===== Tekstgedeelte =====
Hebt u al bezwaar gemaakt tegen aangegeven privégebruik auto voor de btw over 2011, 2012, 2013, 2014 of 2015? Dan hoeft u dit voor 2016 niet opnieuw te doen.

Wij nemen uw bezwaar dan ook voor 2016 in behandeling.

De Belastingdienst heeft tot deze werkwijze besloten na overleg met de koepelorganisaties van fiscaal dienstverleners.”

9. Het hiervoor geciteerde beleid voor bezwaar privégebruik auto btw dat gold voor 2016, gold volgens de verklaring van verweerder ter zitting ook voor de tijdvakken vanaf 2012 tot en met 2015. Voor die jaren stonden vergelijkbare teksten op de website van de Belastingdienst. Dit beleid wordt hierna aangeduid als de goedkeuring.

10. Op 21 april 2017 heeft de Hoge Raad uitspraken gedaan in de proefprocedures over privégebruik auto in de btw.2 In twee van de zaken is het beroep in cassatie gegrond verklaard en zijn de zaken verwezen naar Hof ’s-Hertogenbosch.

11. Naar aanleiding van de uitspraken van de Hoge Raad waarin het cassatieberoep gegrond is verklaard, heeft verweerder eiseres verzocht om haar bezwaar te motiveren door aanvullende gegevens in te sturen.

12. Bij brief van 14 juli 2017 heef eiseres opgaaf gedaan van aanvullende gegevens privégebruik auto btw.
=====
▸ Opdracht:
Neem uit de tekst over privégebruik van de auto voor de btw het stuk van "Hebt u al bezwaar" tot en met "2016 in behandeling." woordelijk over.
===== Overzicht gegevens =====
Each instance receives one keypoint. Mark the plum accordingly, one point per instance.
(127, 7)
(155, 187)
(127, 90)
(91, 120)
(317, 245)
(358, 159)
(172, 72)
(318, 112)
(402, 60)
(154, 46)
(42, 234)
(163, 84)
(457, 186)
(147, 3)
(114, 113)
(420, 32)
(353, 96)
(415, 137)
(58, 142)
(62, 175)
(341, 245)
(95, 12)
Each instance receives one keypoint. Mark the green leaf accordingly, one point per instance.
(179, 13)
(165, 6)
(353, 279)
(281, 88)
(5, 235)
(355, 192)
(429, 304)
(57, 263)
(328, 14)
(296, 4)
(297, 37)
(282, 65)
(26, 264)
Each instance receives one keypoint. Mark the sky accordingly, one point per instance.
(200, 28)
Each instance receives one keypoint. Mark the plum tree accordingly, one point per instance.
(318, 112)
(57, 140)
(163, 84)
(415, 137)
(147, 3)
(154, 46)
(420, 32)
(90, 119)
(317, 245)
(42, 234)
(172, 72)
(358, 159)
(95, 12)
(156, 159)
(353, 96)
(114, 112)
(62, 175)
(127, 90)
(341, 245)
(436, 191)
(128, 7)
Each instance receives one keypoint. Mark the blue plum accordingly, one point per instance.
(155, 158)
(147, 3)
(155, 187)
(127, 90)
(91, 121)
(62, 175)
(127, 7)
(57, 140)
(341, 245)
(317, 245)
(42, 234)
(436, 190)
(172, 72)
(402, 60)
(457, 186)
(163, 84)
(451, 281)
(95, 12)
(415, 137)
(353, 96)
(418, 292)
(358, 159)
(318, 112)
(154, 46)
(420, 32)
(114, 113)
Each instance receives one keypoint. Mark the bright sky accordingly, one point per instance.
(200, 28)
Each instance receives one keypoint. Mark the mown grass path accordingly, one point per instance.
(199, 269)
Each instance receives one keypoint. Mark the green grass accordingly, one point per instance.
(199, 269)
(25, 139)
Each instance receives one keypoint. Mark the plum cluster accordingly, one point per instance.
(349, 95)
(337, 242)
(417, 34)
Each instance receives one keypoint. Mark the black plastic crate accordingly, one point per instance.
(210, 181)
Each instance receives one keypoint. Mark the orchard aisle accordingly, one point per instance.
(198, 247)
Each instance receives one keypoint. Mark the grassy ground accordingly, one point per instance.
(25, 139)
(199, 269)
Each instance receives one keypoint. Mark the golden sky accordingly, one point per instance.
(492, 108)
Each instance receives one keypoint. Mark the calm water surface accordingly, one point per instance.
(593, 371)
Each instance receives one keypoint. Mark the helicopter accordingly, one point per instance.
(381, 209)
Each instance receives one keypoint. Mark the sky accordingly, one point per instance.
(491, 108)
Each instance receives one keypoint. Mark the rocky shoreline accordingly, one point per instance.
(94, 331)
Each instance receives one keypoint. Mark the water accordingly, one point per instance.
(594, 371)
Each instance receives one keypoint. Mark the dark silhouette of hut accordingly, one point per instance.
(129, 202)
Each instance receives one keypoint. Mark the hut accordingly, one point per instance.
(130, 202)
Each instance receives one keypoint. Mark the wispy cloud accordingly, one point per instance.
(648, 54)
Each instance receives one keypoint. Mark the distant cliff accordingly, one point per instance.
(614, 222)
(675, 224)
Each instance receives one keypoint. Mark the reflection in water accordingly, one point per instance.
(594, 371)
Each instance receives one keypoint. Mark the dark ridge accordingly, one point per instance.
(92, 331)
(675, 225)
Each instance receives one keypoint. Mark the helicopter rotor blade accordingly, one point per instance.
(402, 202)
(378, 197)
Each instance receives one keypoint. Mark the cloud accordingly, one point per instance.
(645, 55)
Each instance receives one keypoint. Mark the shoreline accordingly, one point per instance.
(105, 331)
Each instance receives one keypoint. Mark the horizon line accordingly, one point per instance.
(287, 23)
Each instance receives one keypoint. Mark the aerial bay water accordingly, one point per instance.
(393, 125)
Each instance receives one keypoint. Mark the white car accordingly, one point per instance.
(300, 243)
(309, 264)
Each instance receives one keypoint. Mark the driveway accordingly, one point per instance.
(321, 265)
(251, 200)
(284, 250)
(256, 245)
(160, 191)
=====
▸ De oplossing:
Hebt u al bezwaar gemaakt tegen aangegeven privégebruik auto voor de btw over 2011, 2012, 2013, 2014 of 2015? Dan hoeft u dit voor 2016 niet opnieuw te doen.

Wij nemen uw bezwaar dan ook voor 2016 in behandeling.